▶ _POLECENIE_
Odszukaj w poniższych pozycjach każdy wiersz, w którym występuje słowo „fence”, i przepisz te wiersze. Wielkość liter ma znaczenie.

___

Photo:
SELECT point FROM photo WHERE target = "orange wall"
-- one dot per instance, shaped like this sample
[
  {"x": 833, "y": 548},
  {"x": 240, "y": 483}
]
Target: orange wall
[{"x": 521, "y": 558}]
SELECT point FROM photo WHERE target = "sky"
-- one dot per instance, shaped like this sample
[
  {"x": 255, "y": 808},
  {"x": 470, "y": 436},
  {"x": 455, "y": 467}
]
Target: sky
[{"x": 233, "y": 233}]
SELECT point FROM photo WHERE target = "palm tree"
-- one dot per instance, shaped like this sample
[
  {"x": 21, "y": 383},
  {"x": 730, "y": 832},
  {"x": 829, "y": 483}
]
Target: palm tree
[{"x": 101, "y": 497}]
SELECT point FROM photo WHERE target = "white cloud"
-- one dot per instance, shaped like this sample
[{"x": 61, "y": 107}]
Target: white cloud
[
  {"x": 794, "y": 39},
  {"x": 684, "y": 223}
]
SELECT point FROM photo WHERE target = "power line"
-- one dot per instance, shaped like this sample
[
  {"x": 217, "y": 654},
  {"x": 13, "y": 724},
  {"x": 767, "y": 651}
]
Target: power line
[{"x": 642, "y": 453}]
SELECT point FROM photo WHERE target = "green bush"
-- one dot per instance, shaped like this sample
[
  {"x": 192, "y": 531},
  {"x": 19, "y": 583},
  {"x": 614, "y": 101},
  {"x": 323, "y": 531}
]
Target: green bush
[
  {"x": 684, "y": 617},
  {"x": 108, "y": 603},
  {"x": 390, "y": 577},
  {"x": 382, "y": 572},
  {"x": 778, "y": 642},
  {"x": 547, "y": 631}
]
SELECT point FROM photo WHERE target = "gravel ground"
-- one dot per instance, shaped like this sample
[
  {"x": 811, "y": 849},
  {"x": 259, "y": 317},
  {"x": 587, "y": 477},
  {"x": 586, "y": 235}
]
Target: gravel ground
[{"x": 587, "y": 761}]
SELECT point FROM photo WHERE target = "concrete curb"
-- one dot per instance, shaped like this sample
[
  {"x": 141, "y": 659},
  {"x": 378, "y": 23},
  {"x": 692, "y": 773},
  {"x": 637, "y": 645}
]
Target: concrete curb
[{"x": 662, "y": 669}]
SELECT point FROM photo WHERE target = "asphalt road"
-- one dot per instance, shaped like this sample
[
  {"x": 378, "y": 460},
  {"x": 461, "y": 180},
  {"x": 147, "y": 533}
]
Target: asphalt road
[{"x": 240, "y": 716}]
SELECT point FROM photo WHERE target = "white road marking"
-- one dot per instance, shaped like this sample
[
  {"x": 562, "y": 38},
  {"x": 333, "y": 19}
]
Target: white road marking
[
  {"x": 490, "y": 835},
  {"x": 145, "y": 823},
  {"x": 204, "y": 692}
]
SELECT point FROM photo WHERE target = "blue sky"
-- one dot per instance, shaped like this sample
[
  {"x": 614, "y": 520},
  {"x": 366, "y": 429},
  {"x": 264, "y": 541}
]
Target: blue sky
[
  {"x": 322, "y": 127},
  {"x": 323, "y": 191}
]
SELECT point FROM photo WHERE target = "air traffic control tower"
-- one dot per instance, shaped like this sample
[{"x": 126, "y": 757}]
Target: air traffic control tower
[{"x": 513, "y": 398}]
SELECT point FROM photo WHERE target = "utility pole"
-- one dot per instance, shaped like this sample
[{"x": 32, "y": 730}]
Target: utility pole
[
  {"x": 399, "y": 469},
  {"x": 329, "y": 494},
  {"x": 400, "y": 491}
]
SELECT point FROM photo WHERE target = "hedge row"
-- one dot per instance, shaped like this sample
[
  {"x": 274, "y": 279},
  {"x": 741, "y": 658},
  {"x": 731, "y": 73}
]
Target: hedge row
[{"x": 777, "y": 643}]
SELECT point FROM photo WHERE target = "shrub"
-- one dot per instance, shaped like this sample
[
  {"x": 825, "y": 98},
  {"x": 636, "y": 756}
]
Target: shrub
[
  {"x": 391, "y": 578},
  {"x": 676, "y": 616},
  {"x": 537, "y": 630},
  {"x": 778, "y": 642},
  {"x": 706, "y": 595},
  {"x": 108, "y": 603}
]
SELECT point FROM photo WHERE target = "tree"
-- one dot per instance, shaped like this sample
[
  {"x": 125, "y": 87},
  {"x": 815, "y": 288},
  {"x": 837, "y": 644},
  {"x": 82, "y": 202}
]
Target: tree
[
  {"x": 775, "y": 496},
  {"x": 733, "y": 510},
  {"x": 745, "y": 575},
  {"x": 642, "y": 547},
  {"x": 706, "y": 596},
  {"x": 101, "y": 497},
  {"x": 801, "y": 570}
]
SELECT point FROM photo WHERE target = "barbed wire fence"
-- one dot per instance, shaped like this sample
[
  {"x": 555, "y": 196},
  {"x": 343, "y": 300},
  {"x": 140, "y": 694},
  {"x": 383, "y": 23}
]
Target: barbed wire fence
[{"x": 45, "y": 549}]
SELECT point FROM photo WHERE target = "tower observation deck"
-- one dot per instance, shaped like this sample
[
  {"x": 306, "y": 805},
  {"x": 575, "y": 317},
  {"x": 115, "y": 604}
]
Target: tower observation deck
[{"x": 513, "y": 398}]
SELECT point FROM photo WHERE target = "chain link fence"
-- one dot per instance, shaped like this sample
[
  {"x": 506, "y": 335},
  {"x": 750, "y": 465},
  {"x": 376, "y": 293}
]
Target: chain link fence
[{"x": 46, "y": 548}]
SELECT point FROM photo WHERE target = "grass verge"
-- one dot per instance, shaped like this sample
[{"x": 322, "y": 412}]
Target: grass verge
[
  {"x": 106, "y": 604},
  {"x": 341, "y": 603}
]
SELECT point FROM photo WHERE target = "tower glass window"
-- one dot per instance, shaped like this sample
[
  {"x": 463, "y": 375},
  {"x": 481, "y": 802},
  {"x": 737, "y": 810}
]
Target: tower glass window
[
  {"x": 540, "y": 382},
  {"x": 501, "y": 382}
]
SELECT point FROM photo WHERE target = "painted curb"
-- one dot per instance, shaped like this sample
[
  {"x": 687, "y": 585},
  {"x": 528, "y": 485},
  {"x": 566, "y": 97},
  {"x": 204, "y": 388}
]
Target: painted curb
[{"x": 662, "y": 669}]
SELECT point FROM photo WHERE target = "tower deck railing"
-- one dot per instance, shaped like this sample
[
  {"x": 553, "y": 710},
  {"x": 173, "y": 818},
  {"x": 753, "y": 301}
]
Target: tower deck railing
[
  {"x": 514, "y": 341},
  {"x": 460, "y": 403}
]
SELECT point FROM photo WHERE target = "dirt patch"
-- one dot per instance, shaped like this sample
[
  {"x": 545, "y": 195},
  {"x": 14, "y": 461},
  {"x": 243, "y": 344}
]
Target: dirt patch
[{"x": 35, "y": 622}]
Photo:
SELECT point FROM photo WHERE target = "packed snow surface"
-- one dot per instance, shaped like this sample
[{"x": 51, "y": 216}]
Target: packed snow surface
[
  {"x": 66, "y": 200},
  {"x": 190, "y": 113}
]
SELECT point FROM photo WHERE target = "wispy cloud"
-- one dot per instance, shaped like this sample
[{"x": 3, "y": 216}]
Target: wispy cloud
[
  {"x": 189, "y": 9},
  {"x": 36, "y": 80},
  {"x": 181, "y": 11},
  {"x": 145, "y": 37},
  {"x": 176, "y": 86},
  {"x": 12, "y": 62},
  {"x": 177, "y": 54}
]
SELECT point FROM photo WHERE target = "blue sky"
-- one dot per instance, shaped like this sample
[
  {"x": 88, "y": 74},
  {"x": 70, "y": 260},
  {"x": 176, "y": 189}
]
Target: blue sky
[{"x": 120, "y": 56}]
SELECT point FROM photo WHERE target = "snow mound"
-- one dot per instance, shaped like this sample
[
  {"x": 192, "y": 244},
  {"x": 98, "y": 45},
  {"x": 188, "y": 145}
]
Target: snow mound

___

▶ _ROZWIĄZANIE ZADANIA_
SELECT point FROM photo WHERE target = "barbed wire fence"
Target: barbed wire fence
SELECT point FROM photo WHERE target = "chain link fence"
Target: chain link fence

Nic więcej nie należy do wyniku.